### Задание 1
Пожалуйста, переведите на английский язык предложение из текста о героях Лермонтова и Пушкина: «Чтобы осознать это, посмотрим на то, чем герои Лермонтова отличаются от пушкинских».
::: Исходный документ :::
Все это, не правда ли, напоминает «темные и вялые» вирши Ленского, в которых Пушкин пародирует ходовой поэтический романтизм, и его чрезмерную аффектацию в личных отношениях (впоследствии эти излияния хорошенькой соседке спародирует Гончаров в «Обыкновенной истории»). Слово «пародия» здесь повторяется не напрасно: сама «Княжна Мери» находится с «Евгением Онегиным» в отчасти пародических отношениях{42}, которые не отменяют лермонтовского восхищения Пушкиным. Чтобы осознать это, посмотрим на то, чем герои Лермонтова отличаются от пушкинских. В их психологических портретах есть двойственность, некое подчеркнутое темное начало. Возвращаясь к гидронимическому сходству, можно вспомнить замечание Бориса Эйхенбаума: «Онега течет ровно, в одном направлении к морю; русло Печоры изменчиво, витиевато, это бурная горная река»{43}. Ленский, конечно, не способен на подлость в духе Грушницкого, который сначала распускает о Печорине и об отвергнувшей его Мери грязные сплетни, а затем хочет одурачить Печорина, по совету товарища не зарядив его пистолет. То же и с Печориным: как пишет филолог Сергей Кормилов, «невозможно вообразить Онегина на балконе чужого дома подглядывающим в окно Татьяны, а Печорин, выбираясь таким путем от Веры, чужой жены, удовлетворяет свое любопытство, заглянув в комнату Мери»{44}. Смена взглядов на персонажа тоже отличает Печорина от предшественника: Печорин показан нам с точки зрения Максима Максимыча, повествователя и, наконец, своей собственной. Таким образом, в каком-то смысле мы узнаем Печорина гораздо ближе, чем Онегина{45}, притом что нам почти ничего не известно о его прошлом: кто его воспитывал, где он рос, почему уехал на Кавказ.
::: Исходные строки :::
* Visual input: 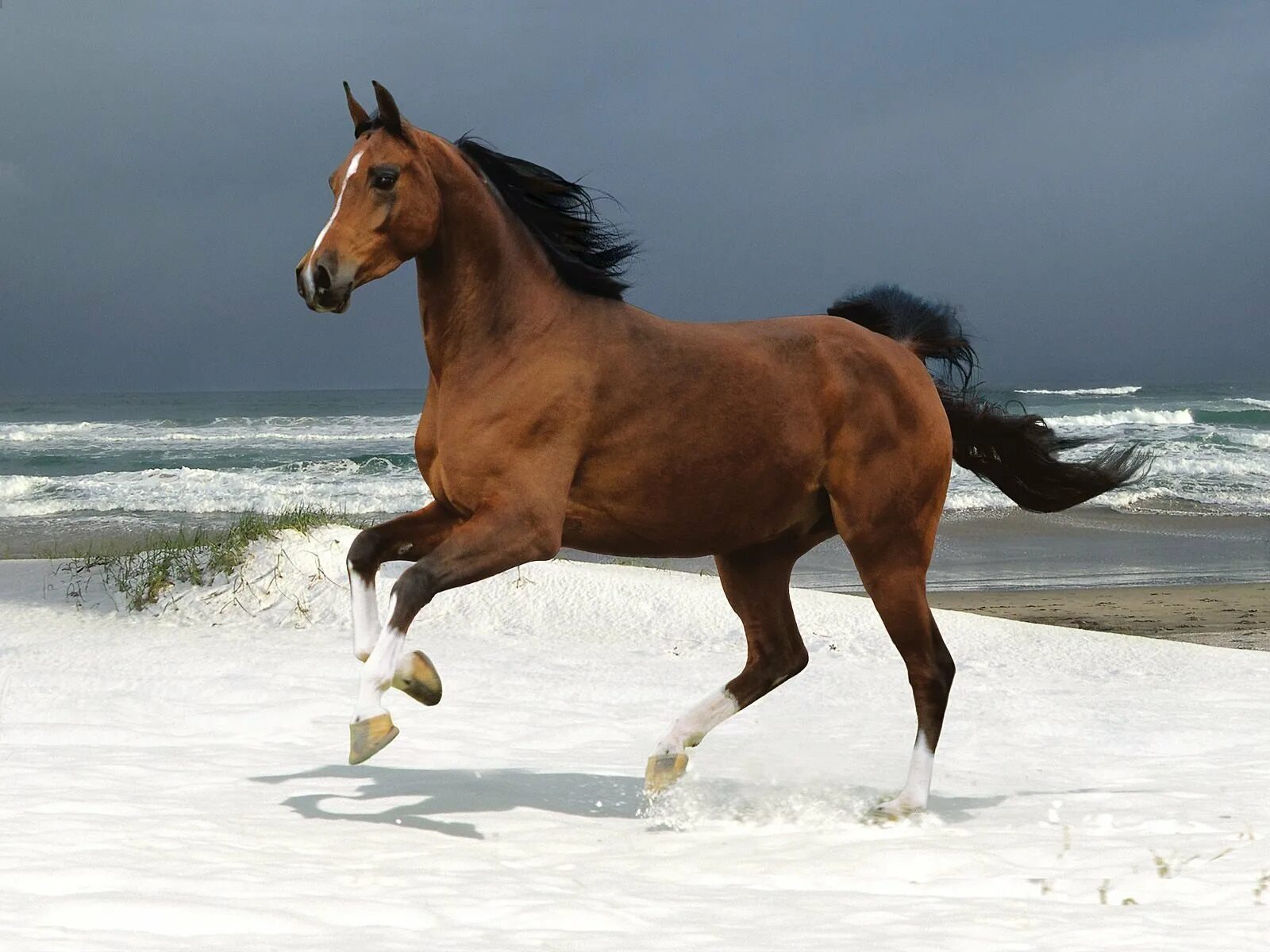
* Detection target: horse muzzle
[296,254,353,313]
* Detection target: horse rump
[827,284,1151,512]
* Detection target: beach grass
[49,506,360,611]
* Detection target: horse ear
[344,80,371,136]
[371,80,402,136]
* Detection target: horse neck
[415,136,565,382]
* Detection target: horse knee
[772,641,808,688]
[348,529,383,578]
[389,563,437,631]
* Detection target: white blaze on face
[305,148,366,296]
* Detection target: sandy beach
[931,582,1270,651]
[0,528,1270,952]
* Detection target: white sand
[0,529,1270,952]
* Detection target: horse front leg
[348,509,563,764]
[348,503,459,704]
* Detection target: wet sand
[931,582,1270,651]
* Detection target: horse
[296,83,1145,816]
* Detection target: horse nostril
[314,264,330,294]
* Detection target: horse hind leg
[843,515,956,817]
[645,539,819,795]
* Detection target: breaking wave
[1014,386,1141,396]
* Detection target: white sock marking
[883,731,935,812]
[348,565,379,662]
[353,594,405,721]
[654,689,741,757]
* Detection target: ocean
[0,385,1270,584]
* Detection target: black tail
[828,284,1151,512]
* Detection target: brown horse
[296,84,1141,815]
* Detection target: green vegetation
[59,506,357,611]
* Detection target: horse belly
[563,455,828,557]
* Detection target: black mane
[455,136,637,301]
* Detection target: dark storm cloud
[0,0,1270,390]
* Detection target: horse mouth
[305,288,353,313]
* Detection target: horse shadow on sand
[250,764,1010,839]
[250,764,645,839]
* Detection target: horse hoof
[392,651,441,707]
[868,797,923,823]
[348,713,400,764]
[644,754,688,797]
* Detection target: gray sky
[0,0,1270,391]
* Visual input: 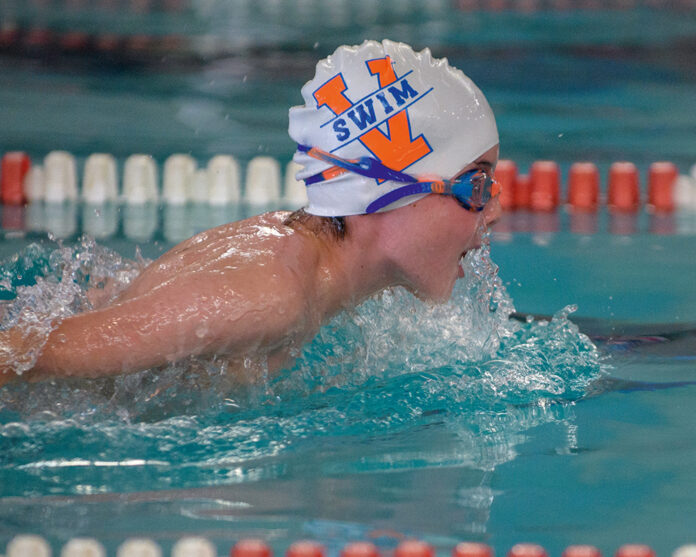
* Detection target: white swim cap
[289,40,498,217]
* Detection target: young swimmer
[0,41,500,383]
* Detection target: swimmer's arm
[23,283,294,380]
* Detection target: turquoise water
[0,2,696,555]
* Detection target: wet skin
[0,147,500,383]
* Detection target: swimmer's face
[396,145,500,301]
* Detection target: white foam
[43,151,77,203]
[162,154,196,205]
[208,155,241,206]
[283,161,309,210]
[82,153,118,205]
[172,537,217,557]
[244,157,280,208]
[7,535,51,557]
[60,538,106,557]
[123,155,159,205]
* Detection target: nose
[483,196,503,227]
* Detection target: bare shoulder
[112,213,321,350]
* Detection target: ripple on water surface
[0,240,602,496]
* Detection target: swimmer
[0,40,500,383]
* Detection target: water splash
[0,235,601,493]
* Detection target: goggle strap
[365,182,432,214]
[297,145,418,185]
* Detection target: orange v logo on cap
[314,56,432,178]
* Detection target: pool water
[0,3,696,555]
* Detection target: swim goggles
[297,145,500,213]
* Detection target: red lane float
[529,161,561,212]
[607,161,640,213]
[0,151,31,205]
[515,174,531,209]
[648,162,679,213]
[568,162,599,212]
:::
### Задание 2
Посчитайте, сколько строк выше содержат слово «beach». Напишите только число.

### Ответ 1
To understand this, let us look at how Lermontov's characters differ from Pushkin's.

### Ответ 2
2